━━━ Page text

= Rhombencephalosynapsis =

Rare brain abnormality

Rhombencephalosynapsis is a rare genetic brain abnormality of malformation of the cerebellum. The cerebellar vermis is either absent or only partially formed, and fusion is seen in varying degree between the cerebellar hemispheres, fusion of the middle cerebellar peduncles, and fusion of the dentate nuclei. Findings range from mild truncal ataxia, to severe cerebral palsy.

Rhombencephalosynapsis is a constantly found feature of Gomez-Lopez-Hernandez syndrome. One case of which has shown a co-occurrence with autism-spectrum disorder.

==Presentation==

Clinical indications range from mild truncal ataxia with unaffected cognitive abilities, to severe cerebral palsy and intellectual disability.

==Genetics==

An association with mutations in the MN1 gene has been reported in cases of atypical rhomboencephalosynapsis.

==Pathology==

Rhombencephalosynapsis is a rare brain disorder of malformation of the cerebellum that may be detected on ultrasound of the fetus. The vermis is either absent or partially formed. There is dorsal fusion of the cerebellar hemispheres, fusion of the dentate nuclei, and fusion of the middle cerebellar peduncles. The degree of severity of this disorder is associated with the degree of maldevelopment of the cerebellar vermis.

━━━━━━

**Task set:**
(1) Which brain structures does the rhombencephalosynapsis article say are fused in this condition?
(2) Resume the rhombencephalosynapsis article after its last sentence.

━━━ Records

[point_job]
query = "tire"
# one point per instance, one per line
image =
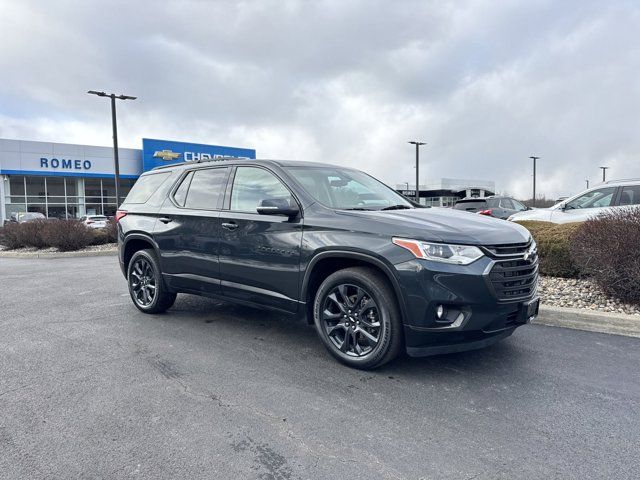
(146, 287)
(357, 306)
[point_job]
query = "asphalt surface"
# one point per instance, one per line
(91, 388)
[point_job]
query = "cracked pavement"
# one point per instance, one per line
(92, 388)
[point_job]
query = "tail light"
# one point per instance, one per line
(120, 214)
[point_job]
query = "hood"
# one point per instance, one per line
(441, 225)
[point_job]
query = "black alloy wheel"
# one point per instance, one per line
(351, 319)
(147, 290)
(142, 282)
(357, 317)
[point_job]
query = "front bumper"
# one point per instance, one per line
(483, 318)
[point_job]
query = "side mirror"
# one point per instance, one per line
(277, 206)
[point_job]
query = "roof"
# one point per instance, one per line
(258, 161)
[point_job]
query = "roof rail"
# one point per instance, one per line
(623, 180)
(193, 162)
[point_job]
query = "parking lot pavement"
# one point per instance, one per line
(91, 388)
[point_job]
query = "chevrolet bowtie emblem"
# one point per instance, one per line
(166, 155)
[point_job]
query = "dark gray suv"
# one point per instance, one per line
(374, 272)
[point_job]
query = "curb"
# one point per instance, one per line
(95, 253)
(579, 319)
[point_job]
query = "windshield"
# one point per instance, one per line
(347, 189)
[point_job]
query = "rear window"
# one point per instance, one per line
(145, 187)
(471, 206)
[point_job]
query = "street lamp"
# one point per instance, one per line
(534, 179)
(116, 160)
(604, 173)
(417, 144)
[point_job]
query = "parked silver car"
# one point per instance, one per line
(590, 203)
(95, 221)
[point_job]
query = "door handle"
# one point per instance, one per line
(230, 225)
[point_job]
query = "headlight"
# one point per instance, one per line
(441, 252)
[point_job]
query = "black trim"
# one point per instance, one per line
(456, 347)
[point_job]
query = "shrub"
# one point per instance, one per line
(12, 236)
(606, 248)
(67, 235)
(63, 234)
(554, 247)
(109, 234)
(29, 234)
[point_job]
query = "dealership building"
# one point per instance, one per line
(447, 191)
(64, 180)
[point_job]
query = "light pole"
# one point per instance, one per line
(116, 160)
(534, 179)
(604, 173)
(417, 144)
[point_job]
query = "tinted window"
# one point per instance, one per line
(630, 195)
(252, 185)
(506, 203)
(471, 206)
(206, 188)
(181, 193)
(145, 187)
(518, 206)
(593, 199)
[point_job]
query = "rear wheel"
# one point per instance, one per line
(146, 287)
(356, 316)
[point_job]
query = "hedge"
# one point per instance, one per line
(65, 235)
(554, 247)
(607, 249)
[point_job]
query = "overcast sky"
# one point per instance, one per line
(485, 83)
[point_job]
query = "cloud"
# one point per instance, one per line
(485, 84)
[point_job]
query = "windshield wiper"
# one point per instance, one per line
(396, 207)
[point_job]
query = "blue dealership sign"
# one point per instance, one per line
(165, 152)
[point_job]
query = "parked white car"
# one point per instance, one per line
(587, 204)
(95, 221)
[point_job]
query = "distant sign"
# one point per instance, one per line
(165, 152)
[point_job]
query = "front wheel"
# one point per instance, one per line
(146, 287)
(356, 316)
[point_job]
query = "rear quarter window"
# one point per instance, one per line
(146, 186)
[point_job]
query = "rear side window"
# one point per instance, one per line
(252, 185)
(145, 187)
(181, 193)
(506, 203)
(630, 195)
(206, 188)
(471, 206)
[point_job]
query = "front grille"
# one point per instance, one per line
(512, 249)
(515, 279)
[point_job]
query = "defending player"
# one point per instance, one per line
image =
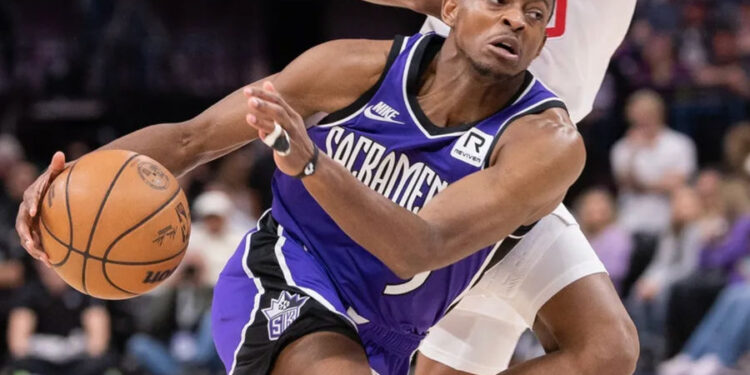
(298, 277)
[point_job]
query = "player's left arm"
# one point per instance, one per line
(532, 166)
(428, 7)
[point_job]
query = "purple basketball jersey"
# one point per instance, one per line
(389, 144)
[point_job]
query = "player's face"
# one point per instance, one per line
(500, 37)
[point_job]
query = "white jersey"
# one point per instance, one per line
(583, 35)
(479, 335)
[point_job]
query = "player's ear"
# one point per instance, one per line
(541, 46)
(449, 12)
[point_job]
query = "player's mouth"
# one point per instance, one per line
(506, 47)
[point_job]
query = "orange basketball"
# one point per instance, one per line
(115, 224)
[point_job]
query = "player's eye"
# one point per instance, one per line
(536, 15)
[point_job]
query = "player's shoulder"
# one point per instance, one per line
(333, 74)
(551, 129)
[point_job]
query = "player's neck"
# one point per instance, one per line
(452, 92)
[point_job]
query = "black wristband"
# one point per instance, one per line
(311, 165)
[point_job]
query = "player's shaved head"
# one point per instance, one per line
(499, 37)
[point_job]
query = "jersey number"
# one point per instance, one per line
(556, 27)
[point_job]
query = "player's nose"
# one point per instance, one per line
(513, 17)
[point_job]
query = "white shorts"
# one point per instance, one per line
(480, 334)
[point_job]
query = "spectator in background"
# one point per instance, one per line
(214, 237)
(720, 341)
(596, 215)
(721, 262)
(176, 331)
(55, 330)
(676, 257)
(648, 164)
(725, 70)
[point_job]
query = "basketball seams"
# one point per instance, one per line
(94, 257)
(96, 219)
(104, 259)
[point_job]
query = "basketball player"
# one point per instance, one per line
(553, 270)
(302, 295)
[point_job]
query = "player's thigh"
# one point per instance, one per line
(322, 353)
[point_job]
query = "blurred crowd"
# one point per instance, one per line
(664, 199)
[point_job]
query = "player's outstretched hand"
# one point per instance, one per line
(266, 109)
(27, 221)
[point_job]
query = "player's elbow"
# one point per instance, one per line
(614, 351)
(190, 143)
(409, 264)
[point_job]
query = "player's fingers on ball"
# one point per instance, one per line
(38, 249)
(31, 197)
(259, 123)
(22, 226)
(268, 111)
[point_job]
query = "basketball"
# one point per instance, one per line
(115, 224)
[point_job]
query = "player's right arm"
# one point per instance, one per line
(326, 78)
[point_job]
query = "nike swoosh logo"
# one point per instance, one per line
(375, 116)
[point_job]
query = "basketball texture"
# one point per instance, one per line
(114, 224)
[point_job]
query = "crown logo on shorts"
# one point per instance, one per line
(282, 313)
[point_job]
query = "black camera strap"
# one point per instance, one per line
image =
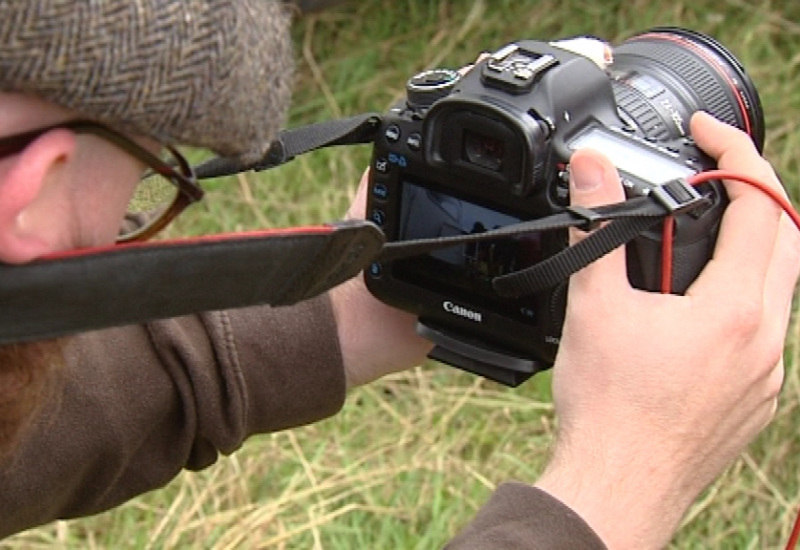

━━━━━━

**Results in order:**
(1) The cerebellar hemispheres, the middle cerebellar peduncles, and the dentate nuclei.

(2)
Aqueductal stenosis commonly exists with the disorder, as does its often resulting hydrocephalus. In some cases additional abnormalities may be present, such as ventriculomegaly (enlarged ventricles), and supratentorial abnormalities.

==Diagnosis==

Rhombencephalosynapsis can be detected on imaging of the fetus. It is one of the triad of features characteristic of Gomez-Lopez-Hernandez syndrome (GLHS). When detected, signs of GLHS ought to be looked for on post-natal review. Signs include partial alopecia and some facial peculiarities. It is thought that due to the co-occurrence of these two disorders they may have a common etiology.

As a feature of GLHS one case study has shown GLHS to co-occur with autism spectrum disorder.

==Epidemiology==

As of 2018 only 36 cases of GLHS have been reported.

==History==

The first case was reported by Heinrich Obersteiner in 1914.